====== PROVIDED RECORDS

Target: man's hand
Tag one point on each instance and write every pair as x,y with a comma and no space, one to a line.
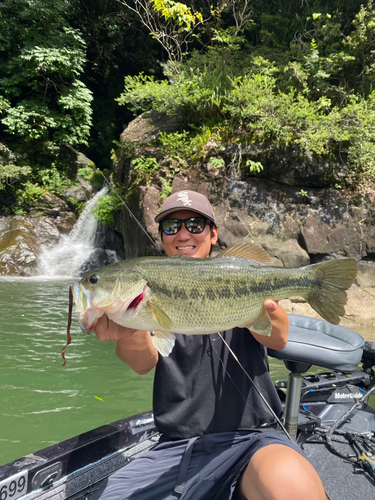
107,329
134,347
280,326
270,305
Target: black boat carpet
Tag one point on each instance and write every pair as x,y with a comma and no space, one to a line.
339,477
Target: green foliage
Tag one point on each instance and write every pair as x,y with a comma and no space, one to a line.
145,167
86,173
51,179
254,166
217,162
11,168
30,193
106,208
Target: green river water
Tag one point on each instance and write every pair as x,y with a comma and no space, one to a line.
42,402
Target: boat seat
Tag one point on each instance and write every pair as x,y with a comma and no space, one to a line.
316,342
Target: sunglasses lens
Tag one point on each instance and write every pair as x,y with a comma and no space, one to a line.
171,226
195,225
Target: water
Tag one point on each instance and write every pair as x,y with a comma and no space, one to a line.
42,402
70,257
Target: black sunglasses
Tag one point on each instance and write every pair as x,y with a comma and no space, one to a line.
195,225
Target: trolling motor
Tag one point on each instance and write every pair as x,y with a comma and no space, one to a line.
316,342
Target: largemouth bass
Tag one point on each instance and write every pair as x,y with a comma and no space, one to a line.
202,296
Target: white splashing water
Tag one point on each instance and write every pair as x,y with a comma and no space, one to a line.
77,252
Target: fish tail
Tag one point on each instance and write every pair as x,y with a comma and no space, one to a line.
334,278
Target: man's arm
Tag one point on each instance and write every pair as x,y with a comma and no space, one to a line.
280,327
134,347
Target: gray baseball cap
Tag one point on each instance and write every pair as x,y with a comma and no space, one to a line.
187,200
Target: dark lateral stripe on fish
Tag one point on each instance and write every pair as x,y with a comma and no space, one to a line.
238,290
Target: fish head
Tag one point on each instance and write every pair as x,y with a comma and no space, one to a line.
117,293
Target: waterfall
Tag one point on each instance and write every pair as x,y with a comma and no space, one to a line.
79,251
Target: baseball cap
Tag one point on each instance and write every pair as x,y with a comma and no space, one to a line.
187,200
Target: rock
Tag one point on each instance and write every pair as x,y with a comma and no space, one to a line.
288,208
19,247
50,205
366,274
147,127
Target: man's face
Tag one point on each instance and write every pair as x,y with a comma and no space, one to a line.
185,243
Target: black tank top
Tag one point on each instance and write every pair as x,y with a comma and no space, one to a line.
199,388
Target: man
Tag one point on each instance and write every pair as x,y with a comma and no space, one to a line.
215,443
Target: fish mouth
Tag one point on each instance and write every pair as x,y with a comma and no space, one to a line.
117,310
87,315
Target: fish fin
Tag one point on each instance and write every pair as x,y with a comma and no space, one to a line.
262,324
161,317
335,276
249,251
163,341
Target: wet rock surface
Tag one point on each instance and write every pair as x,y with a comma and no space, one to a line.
296,226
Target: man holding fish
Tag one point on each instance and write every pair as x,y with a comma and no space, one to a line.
217,436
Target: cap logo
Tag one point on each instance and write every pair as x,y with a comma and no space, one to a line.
184,198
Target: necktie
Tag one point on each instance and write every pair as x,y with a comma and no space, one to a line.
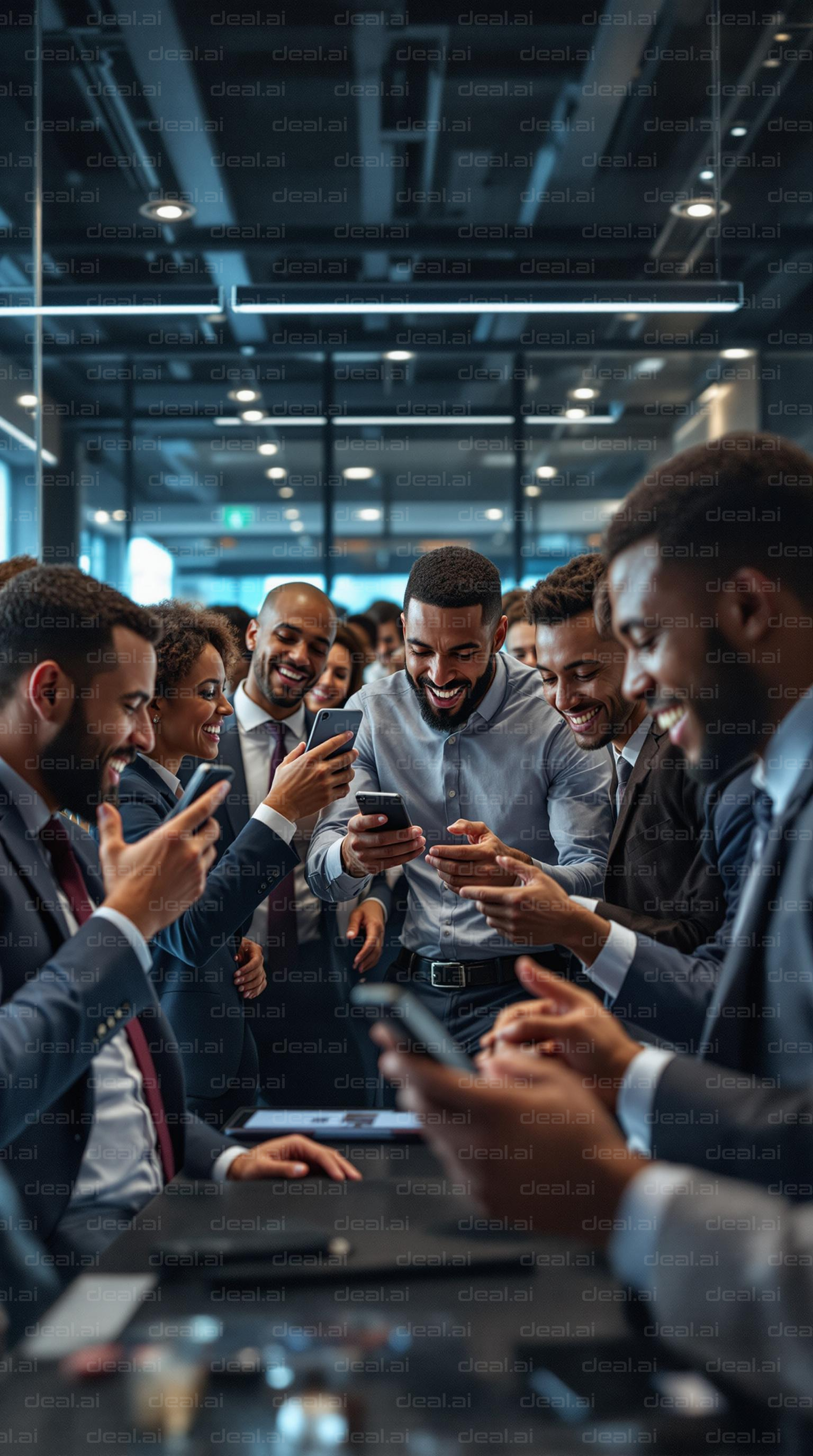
72,881
282,903
622,772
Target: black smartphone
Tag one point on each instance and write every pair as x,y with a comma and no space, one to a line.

============

## AIM OF THE TASK
Rewrite all of the material above with "Target" replaced by "Object" everywhere and everything else unchanged, leaving out the pictures.

## SOLUTION
Object: man's hand
Tag one point on each instance and write every pair as x,y with a comma and no space, one to a line.
107,329
134,347
280,326
270,305
Object: black boat carpet
Tag one point on each instance and write every pair as x,y with a comma and no space, one to a line.
339,477
Object: green foliage
Tag one point on each instance and write every pair as x,y with a comma and no space, one to a line.
145,167
86,173
51,179
254,166
217,162
11,168
30,193
106,208
Object: green river water
Tag one point on each instance and write every pair as x,y with a comma and no space, one to a line.
42,402
Object: boat seat
Tag one point on each instance and write every pair as x,y with a comma and no space, one to a line.
316,342
Object: sunglasses lens
Tag one point on each instance and write every pair as x,y with a comma and no space, one to a line.
171,226
195,225
Object: water
Tag one point on each instance and write every pair as x,y with a comma and no space, one to a line.
42,402
70,257
Object: black sunglasses
Tag one point on each instance and write every pair as x,y with a comma and no space, one to a line.
195,225
Object: trolling motor
Tag one point on each instance and write every pair as x,y with a comma and no space, one to a line.
316,342
Object: largemouth bass
Tag one point on each instance and write every pair as x,y with a comma and no space, one to a line.
202,296
Object: white splashing water
Tag one point on each instance and write every pair as x,y with a comma and no space, one to a line.
77,252
Object: fish tail
Tag one point on each instance and write every pair as x,y with a comma and no space, one to a line.
334,278
Object: man's arm
Tag one point on each instance and write every pair as x,y with a comma and no space, one to a line.
280,327
134,347
Object: gray baseball cap
Tag one point on each instance and write every pair as x,y with a comma and no space, one to a line.
187,200
Object: dark lateral stripe on fish
Tag one point on each instance and write every pair as x,y with a comma and no space, one to a line.
238,290
Object: fish head
Tag one point on each instance and write every pair as x,y with a comma and no space, one to a line.
117,293
Object: waterfall
Tag one point on each instance and write every pair as x,y with a comma and no space, one to a line.
79,251
Object: baseball cap
Tag one point on each instance and write every pair as x,y with a comma and no space, one to a line.
187,200
Object: rock
Tag one point on each instance and write every pair as x,y with a comma and no space, one to a line.
288,208
19,247
50,205
366,274
147,127
Object: man's face
Tag one point on each instance and write every pair as x,y with a comma and no space, one to a line.
185,243
Object: black tank top
Tag one point on each instance and write every pair as x,y with a comma and no space, one to a line.
199,388
Object: man
Tag one point on each instance and write every pair as x,y with a comma and no space, one to a line.
215,443
Object: fish mouth
Tag one point on each instance and write every pair as x,y with a comma and no space, one to a line.
117,310
87,315
Object: fish fin
Tag one point on each instance and write every pair as x,y with a comma and no space, one to a line.
262,324
161,317
335,276
249,251
163,341
Object: wet rock surface
Tag one point on each instance and write every pair as x,y with a comma and no space, one to a line.
296,226
Object: man holding fish
Tag one point on each instance and write every pair as x,y with a comma and no space, one to a line.
217,436
Object: cap logo
Tag one point on each instance and write every pair as x,y with a comma and no space, one to a line.
184,198
Object: necktie
Tag one point on each instance and write every pair as x,y with a comma and no space, one to a line.
72,881
282,903
622,772
Object: black smartphone
Tag one point on each instance and write every pair as x,y with a comma and no space, one to a line.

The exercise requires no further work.